▸ **TEXT EXCERPT**
Content starts

With the 198th pick in the 2021 NFL Draft, the Los Angeles Chargers selected Larry Rountree III, running back from Missouri. A four-year player for the Tigers, Rountree split carries through his entire college career. Even so, he managed to put up respectable stats, rushing for 3,720 yards on 746 carries (5.0 yards per carry). Those are impressive stats, considering he played in the defensively-stacked SEC. Whether he can translate that experience to playing in the NFL is unclear, but it is certainly welcome experience.
The Chargers, at the moment, are a very pass-heavy team. However, their star quarterback Justin Herbert is going into his second year. The team may be worried that he experiences the infamous “sophomore slump”. Current starter Austin Ekeler is by no means a bad running back, but his expertise is in the passing game. The team may be looking for a reliable running mate for him, one that is primarily a force on the ground. Backup running back Justin Jackson went on the COVID-19 reserve list and has missed extended time due to inkuries. With that said, Jackson’s spot is realistically up for grabs now. Can Rountree earn that spot over Kelley? What are his strengths and weaknesses? This is the Larry Rountree rookie profile.

Content ends

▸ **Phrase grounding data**
Content starts

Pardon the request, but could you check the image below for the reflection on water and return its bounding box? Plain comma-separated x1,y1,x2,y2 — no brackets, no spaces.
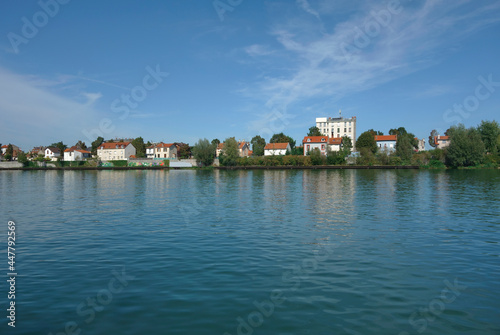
0,170,500,335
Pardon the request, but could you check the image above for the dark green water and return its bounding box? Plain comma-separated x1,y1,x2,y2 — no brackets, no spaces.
0,170,500,335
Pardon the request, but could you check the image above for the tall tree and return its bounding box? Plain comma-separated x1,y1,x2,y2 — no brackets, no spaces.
356,130,377,153
269,133,295,149
477,121,500,155
446,124,485,167
429,129,439,148
219,137,240,166
132,137,146,158
307,126,323,136
250,135,266,156
91,136,104,156
342,136,352,156
193,138,215,166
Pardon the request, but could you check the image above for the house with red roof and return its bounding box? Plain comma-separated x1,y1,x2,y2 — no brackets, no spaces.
64,146,92,162
434,136,450,149
375,135,398,152
264,142,292,156
97,142,136,161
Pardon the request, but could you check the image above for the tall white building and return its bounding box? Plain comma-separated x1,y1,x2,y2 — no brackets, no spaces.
316,111,356,151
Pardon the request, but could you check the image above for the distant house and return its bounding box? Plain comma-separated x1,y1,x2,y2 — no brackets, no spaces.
328,137,342,151
215,141,251,157
64,146,92,162
434,136,450,149
45,147,61,161
302,136,328,156
375,135,398,152
415,137,425,152
264,142,292,156
97,142,136,161
150,142,177,158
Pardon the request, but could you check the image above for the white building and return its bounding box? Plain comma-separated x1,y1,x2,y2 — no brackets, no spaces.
45,147,61,161
264,142,292,156
97,142,135,161
316,111,356,150
375,135,398,152
64,147,92,162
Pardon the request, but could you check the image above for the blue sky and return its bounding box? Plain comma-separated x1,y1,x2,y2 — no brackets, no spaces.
0,0,500,150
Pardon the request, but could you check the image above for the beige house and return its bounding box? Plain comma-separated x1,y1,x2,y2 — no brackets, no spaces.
97,142,135,161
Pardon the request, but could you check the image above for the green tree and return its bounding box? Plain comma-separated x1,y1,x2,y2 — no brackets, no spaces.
307,126,323,136
175,142,191,159
250,135,266,156
356,130,377,153
269,133,295,149
342,136,352,156
5,143,14,161
478,121,500,155
90,136,104,156
446,124,485,167
132,137,146,158
219,137,240,166
429,129,439,148
75,140,87,150
193,138,215,166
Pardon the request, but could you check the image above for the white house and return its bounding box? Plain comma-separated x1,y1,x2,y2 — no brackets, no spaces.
97,142,135,161
375,135,398,152
264,142,292,156
45,147,61,161
302,136,328,156
153,142,177,158
64,146,92,162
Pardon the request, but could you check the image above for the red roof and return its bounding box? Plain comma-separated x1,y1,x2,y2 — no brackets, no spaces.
375,135,398,142
302,136,328,143
99,142,130,150
264,143,289,150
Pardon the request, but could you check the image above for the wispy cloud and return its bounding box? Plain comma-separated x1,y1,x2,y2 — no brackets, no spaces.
243,0,500,110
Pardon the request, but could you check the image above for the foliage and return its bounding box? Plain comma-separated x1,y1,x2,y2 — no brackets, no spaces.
429,129,439,148
132,137,146,158
193,138,216,166
269,133,295,149
250,135,266,156
446,124,485,167
477,121,500,155
175,143,191,159
219,137,239,166
342,136,352,156
17,151,28,165
90,136,104,156
356,130,377,155
307,126,323,136
211,138,220,149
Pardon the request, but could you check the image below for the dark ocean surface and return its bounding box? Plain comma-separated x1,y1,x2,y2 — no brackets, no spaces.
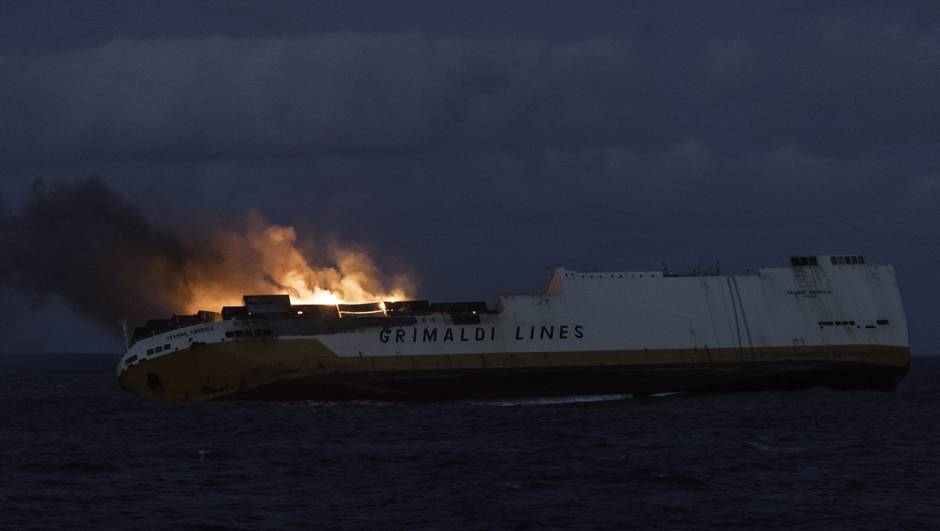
0,355,940,529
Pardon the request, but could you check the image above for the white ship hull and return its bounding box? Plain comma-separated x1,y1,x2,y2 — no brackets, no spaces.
118,256,910,401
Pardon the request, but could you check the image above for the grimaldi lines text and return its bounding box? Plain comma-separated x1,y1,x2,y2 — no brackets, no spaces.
117,255,910,402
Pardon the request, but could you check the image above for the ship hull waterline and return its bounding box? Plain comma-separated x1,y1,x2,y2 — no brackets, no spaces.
119,340,910,403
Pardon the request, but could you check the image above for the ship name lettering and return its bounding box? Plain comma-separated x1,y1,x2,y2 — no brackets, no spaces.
379,324,584,343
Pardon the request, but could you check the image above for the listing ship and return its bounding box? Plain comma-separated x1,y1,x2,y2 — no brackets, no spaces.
117,256,910,402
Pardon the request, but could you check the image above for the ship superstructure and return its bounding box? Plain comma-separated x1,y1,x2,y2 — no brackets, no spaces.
118,255,910,402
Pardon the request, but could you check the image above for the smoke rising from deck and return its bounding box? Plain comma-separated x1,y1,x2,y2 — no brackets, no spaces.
0,178,412,332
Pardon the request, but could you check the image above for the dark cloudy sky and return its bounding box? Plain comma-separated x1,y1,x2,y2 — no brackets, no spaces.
0,0,940,354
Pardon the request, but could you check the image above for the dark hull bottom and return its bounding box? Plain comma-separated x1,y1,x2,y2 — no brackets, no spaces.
220,361,909,401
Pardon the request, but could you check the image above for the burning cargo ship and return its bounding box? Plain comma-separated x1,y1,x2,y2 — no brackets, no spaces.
117,256,910,402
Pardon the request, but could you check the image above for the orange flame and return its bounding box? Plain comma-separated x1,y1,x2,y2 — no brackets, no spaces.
186,214,411,313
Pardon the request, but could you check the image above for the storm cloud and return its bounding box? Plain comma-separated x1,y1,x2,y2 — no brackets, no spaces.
0,2,940,352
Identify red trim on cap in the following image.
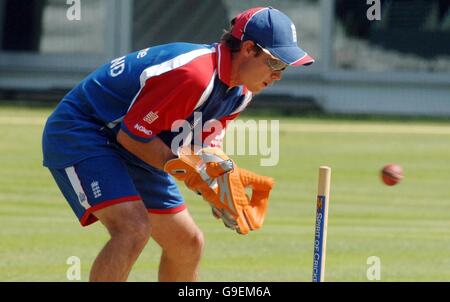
[231,7,267,40]
[147,204,187,214]
[290,54,315,66]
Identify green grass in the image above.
[0,107,450,281]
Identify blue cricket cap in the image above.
[231,7,314,66]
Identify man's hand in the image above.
[164,147,274,234]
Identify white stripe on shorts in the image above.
[65,167,91,210]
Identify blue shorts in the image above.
[49,155,186,226]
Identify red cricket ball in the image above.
[381,164,403,186]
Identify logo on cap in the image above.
[291,23,297,43]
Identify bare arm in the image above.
[117,130,176,170]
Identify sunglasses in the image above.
[255,43,289,71]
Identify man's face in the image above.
[239,42,286,94]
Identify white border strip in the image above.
[65,167,91,210]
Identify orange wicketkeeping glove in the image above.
[164,147,274,234]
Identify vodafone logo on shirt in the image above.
[134,124,153,135]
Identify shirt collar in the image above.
[217,44,231,86]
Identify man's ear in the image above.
[241,40,255,56]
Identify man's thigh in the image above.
[126,162,186,214]
[149,209,203,253]
[50,156,141,226]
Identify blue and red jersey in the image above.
[43,43,252,168]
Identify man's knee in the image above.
[180,228,205,257]
[95,202,151,246]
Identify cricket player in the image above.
[43,7,314,281]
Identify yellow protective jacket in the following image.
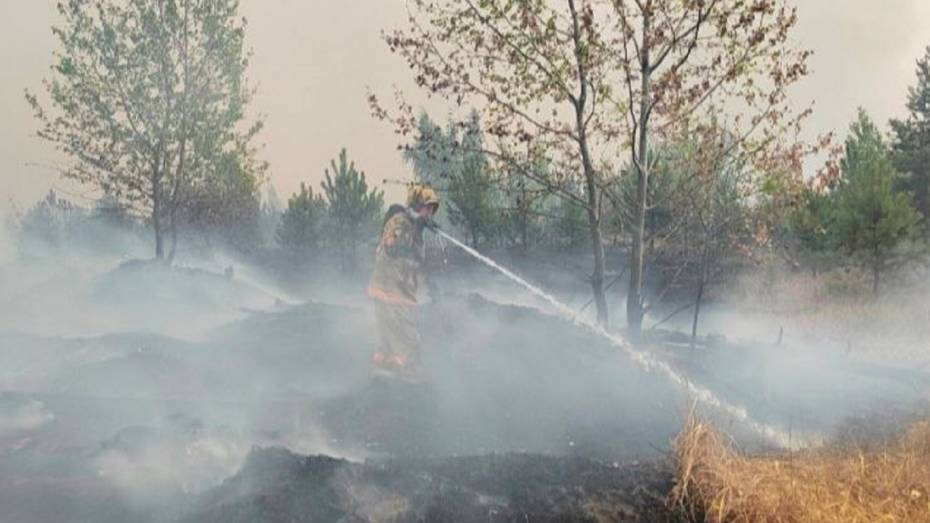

Content ends

▸ **EXERCISES**
A. In the Larry Rountree profile, how many rushing yards did Rountree gain in college?
B. Rewrite everything in the Larry Rountree profile from "The Chargers, at" down to "Rountree rookie profile.", swapping "sophomore slump" for "second-year slump".

▸ **YOUR RESPONSES**
A. He rushed for 3,720 yards.

B.
The Chargers, at the moment, are a very pass-heavy team. However, their star quarterback Justin Herbert is going into his second year. The team may be worried that he experiences the infamous “second-year slump”. Current starter Austin Ekeler is by no means a bad running back, but his expertise is in the passing game. The team may be looking for a reliable running mate for him, one that is primarily a force on the ground. Backup running back Justin Jackson went on the COVID-19 reserve list and has missed extended time due to inkuries. With that said, Jackson’s spot is realistically up for grabs now. Can Rountree earn that spot over Kelley? What are his strengths and weaknesses? This is the Larry Rountree rookie profile.